● **Directions for this task**
For this exercise, return exactly the lines of the material below that begin at the one with "A single point falls on each instance of the black" and stop after the one with "A single point falls on each instance of the headlight, written".

● **Entries shown**
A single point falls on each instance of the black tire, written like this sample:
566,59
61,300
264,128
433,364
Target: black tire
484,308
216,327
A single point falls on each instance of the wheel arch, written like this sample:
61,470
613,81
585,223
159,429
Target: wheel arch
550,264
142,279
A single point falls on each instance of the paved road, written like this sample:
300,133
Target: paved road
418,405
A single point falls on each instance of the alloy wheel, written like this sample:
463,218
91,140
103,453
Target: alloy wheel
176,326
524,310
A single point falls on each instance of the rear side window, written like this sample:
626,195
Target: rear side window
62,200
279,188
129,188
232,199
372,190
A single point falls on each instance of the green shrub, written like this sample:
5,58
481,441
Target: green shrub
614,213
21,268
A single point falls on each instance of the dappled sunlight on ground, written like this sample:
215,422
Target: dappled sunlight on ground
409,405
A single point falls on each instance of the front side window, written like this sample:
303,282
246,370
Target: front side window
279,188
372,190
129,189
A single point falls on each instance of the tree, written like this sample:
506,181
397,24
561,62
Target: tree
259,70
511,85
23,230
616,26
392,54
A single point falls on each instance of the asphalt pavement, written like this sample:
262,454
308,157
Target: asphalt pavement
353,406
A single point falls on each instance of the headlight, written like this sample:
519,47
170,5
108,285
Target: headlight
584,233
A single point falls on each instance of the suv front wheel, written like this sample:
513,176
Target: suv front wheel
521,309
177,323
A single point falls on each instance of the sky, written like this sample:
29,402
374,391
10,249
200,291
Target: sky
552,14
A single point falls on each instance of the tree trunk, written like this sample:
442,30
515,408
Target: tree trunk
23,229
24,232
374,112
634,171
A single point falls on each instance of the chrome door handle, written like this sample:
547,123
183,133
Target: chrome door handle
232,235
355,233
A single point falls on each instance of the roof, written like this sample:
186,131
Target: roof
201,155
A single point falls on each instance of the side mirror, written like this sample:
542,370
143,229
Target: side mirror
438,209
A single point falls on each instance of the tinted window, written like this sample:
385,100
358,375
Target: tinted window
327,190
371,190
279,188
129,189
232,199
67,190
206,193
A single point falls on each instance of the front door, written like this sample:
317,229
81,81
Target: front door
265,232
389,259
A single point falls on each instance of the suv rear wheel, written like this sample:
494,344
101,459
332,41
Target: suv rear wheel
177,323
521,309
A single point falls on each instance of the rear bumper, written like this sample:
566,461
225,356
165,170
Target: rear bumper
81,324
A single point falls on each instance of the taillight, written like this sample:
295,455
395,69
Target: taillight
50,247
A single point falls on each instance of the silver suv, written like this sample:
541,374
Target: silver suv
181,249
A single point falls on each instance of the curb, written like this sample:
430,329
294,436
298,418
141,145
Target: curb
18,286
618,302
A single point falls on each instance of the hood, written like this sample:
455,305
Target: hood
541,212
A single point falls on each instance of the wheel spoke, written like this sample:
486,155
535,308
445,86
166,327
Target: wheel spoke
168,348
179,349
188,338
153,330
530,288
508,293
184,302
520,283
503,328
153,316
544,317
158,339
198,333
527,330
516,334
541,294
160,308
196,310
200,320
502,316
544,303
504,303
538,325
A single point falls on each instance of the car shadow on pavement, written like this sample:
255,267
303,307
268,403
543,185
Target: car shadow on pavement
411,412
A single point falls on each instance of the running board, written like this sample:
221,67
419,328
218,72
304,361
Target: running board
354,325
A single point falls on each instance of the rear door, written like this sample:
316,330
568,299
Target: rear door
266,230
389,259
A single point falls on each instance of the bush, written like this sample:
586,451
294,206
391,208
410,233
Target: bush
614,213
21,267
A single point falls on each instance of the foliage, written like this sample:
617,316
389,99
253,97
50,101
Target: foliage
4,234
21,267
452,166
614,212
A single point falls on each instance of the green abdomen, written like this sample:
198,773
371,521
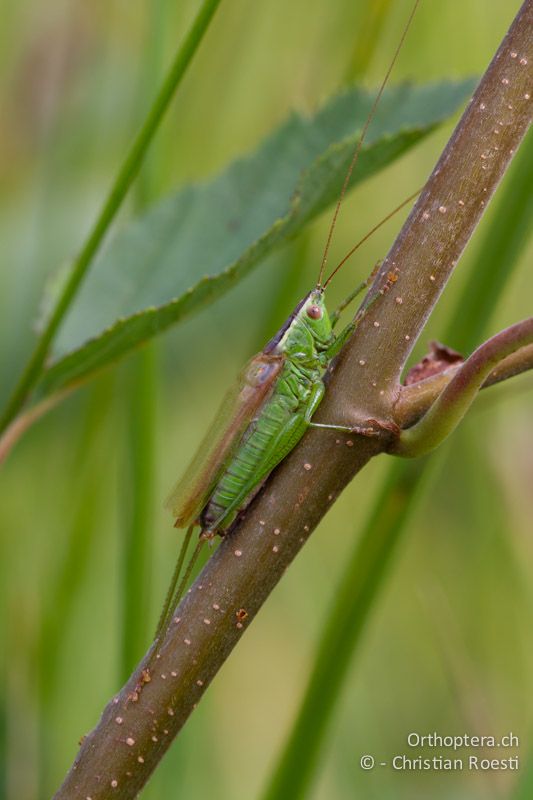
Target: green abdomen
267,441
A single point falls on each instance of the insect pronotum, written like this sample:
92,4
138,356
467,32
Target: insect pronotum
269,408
---
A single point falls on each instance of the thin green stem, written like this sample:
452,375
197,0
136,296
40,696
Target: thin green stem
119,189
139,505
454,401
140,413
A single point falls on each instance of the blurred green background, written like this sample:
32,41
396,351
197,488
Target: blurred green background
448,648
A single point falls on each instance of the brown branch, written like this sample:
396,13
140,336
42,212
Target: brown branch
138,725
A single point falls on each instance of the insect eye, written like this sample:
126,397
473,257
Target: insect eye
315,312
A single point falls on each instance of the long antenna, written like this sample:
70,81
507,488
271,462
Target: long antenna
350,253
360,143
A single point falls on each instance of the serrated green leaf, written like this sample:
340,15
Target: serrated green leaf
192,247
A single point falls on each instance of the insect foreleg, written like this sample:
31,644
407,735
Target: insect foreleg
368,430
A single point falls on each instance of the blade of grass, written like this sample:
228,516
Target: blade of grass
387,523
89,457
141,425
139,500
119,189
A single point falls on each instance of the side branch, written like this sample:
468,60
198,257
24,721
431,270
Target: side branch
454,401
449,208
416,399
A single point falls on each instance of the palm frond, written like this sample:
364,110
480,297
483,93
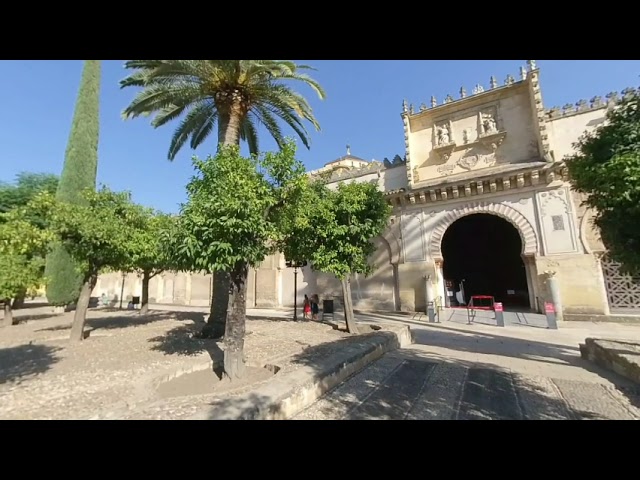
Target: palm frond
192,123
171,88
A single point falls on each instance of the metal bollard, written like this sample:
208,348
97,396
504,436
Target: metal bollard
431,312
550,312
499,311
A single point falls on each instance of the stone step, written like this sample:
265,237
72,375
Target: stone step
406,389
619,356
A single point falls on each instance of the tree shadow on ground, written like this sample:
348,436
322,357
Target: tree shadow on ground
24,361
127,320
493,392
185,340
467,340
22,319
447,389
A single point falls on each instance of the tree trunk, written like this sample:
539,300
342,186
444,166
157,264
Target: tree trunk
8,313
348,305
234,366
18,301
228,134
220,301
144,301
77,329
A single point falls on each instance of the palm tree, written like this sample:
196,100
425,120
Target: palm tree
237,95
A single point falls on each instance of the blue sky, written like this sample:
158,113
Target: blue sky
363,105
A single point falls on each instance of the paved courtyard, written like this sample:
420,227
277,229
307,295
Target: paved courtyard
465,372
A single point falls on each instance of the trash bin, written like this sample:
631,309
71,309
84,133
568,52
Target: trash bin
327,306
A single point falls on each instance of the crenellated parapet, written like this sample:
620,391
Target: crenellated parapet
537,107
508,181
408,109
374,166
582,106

● **Solution for this exercise**
A single point falls on each instance of the black tire, written like this sample:
566,59
61,300
264,128
433,364
Target: black tire
484,308
216,327
A single point falls on each instance of the wheel arch, written like this sample:
61,470
613,81
585,223
159,429
Target: wheel arch
550,264
142,279
A single point falls on each instance of the paved road, written like this sample:
300,133
Target: paved road
418,405
A single point falls on each instance of the alloy wheel, written like this sample:
463,218
91,140
103,453
Target: alloy wheel
176,326
524,310
A single point falls on each instance of the rear side window, written like this sample:
626,195
Target: rear side window
62,200
279,188
129,188
232,199
372,190
A single point falls on each instance of the green shrub, written like this sample:
5,58
481,441
Target: green shrub
614,213
21,268
A single point falls on each instance of the dappled sunlight on ground, written like this sample:
215,422
Target: dappled sunlight on ground
409,405
A single point falls on each instance of the front side window, written like this sample:
303,282
246,370
Target: front side window
279,188
372,190
129,189
A single point falls on each instance of the tree, written like this sample:
506,181
397,24
561,62
Target: tree
259,70
511,85
23,230
616,26
392,54
A single point falls on each instance of the asphalt pavement, written like this sample:
262,454
308,157
Target: asphalt pavement
353,406
A single point falls on each instance of the headlight, written like this sample:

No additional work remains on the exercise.